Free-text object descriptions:

= = = =

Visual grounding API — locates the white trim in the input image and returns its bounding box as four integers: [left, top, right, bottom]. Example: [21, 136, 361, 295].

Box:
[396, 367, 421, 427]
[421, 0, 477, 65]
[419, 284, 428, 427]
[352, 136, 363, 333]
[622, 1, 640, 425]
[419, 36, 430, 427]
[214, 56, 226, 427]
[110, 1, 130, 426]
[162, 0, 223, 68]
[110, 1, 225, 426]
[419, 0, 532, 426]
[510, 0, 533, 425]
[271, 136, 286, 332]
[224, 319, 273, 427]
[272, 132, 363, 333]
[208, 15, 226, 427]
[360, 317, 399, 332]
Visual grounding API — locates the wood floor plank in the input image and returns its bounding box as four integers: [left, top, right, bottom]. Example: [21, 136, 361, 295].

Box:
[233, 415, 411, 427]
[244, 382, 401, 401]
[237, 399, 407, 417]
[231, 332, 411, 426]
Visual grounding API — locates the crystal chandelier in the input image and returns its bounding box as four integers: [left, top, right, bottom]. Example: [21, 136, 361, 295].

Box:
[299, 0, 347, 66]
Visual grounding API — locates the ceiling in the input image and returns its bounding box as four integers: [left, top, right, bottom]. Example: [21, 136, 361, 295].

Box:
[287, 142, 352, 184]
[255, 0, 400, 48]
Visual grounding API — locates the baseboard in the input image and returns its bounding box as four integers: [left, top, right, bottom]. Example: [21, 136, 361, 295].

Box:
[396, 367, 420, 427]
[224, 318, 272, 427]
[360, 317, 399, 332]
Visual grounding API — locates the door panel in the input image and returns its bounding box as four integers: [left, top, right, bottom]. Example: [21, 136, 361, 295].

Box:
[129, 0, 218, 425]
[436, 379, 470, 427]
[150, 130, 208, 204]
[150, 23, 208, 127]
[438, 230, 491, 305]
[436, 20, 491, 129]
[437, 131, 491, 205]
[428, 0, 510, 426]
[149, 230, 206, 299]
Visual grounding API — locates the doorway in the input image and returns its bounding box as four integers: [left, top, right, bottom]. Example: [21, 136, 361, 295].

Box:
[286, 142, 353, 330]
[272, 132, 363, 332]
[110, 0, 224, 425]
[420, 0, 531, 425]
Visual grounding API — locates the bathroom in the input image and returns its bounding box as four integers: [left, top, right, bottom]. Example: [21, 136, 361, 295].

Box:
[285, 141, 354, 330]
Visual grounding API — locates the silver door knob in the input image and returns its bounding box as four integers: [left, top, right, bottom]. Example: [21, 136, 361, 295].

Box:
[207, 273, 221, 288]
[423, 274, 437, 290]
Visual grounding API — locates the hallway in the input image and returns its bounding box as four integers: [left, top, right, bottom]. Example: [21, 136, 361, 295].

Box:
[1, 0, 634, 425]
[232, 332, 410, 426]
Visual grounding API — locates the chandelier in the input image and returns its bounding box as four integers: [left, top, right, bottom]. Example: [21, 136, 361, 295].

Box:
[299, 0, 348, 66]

= = = =

> **Activity**: Only the lines above starting at the line that holds "Visual grounding API — locates the baseboard" and ending at the line that holds "Visual grounding API — locates the door panel" are to be repeated, exactly and in full.

> **Output for this task**:
Visual grounding API — locates the baseboard in the input image and returns its bounding box as four integers: [left, top, right, bottom]. Example: [21, 136, 361, 295].

Box:
[396, 367, 420, 427]
[224, 318, 272, 427]
[360, 317, 399, 332]
Visual grounding API — locates the door panel in the input image and returns its bounding box as four integers: [left, top, right, bottom]. Example: [21, 136, 361, 295].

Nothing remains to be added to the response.